• **BEREITGESTELLTE DATENSÄTZE**:
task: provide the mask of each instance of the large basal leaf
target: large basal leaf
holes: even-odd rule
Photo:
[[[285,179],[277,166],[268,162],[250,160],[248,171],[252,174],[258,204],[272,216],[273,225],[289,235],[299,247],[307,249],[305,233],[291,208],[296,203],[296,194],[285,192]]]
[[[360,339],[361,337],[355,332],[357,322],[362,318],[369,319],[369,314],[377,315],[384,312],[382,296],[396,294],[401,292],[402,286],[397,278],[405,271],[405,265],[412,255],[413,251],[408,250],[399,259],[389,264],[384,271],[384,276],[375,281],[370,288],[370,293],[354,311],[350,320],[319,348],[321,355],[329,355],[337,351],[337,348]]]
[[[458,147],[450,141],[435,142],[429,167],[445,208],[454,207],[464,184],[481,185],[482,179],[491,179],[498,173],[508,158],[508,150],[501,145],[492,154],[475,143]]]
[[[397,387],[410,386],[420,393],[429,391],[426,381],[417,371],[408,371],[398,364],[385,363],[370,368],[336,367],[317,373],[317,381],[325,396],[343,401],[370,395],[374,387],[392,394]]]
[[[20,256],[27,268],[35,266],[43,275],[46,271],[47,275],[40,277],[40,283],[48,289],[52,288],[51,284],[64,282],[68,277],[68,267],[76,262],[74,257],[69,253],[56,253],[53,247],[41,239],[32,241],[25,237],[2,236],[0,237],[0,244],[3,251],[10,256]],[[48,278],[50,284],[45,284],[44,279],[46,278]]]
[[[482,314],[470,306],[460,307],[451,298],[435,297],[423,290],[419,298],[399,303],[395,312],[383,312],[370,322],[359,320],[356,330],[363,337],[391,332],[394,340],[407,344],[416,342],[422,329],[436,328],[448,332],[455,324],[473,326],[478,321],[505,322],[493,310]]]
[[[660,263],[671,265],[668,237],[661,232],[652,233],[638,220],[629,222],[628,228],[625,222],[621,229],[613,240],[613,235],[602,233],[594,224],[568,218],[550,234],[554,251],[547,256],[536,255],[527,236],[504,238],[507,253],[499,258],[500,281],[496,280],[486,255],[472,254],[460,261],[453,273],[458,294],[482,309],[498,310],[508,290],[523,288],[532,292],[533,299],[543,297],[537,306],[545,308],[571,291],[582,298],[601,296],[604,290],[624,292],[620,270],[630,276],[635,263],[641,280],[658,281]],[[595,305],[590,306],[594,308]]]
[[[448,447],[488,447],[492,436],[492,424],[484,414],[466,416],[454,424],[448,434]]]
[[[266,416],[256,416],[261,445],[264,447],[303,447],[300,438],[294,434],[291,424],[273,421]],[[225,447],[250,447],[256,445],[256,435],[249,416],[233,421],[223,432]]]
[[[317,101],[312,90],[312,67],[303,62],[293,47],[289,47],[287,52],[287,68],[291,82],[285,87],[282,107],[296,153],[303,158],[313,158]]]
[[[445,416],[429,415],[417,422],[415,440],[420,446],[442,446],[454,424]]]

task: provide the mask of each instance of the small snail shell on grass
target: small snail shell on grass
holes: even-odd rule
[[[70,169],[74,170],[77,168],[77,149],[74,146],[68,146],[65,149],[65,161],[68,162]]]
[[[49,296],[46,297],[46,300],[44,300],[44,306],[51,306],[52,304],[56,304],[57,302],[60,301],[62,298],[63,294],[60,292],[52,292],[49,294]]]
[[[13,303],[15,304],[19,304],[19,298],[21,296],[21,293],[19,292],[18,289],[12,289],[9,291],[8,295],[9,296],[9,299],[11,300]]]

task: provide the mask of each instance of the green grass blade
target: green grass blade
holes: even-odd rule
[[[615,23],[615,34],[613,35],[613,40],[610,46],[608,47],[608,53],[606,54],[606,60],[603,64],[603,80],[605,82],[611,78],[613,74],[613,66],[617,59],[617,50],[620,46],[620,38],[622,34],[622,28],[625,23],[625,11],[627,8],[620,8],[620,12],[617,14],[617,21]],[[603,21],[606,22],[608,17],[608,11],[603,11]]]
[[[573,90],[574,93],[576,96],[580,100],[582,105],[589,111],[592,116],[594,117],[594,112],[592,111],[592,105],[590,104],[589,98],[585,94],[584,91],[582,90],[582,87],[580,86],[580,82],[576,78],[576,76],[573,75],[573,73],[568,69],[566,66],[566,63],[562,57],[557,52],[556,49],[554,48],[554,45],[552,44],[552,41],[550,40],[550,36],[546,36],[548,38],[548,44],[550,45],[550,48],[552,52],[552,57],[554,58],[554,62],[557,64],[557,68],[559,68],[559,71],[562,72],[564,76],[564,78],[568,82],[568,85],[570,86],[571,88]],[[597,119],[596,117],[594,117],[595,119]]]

• **SCHRIFTLICHE ANFORDERUNG**:
Nennen Sie die Anzahl der Zeilen in der obigen Auflistung, die die Zeichenfolge „shell“ enthalten, wobei Groß- und Kleinschreibung zu beachten ist. Geben Sie ausschließlich die Zahl aus.

• **AUFGABENERGEBNIS**:
2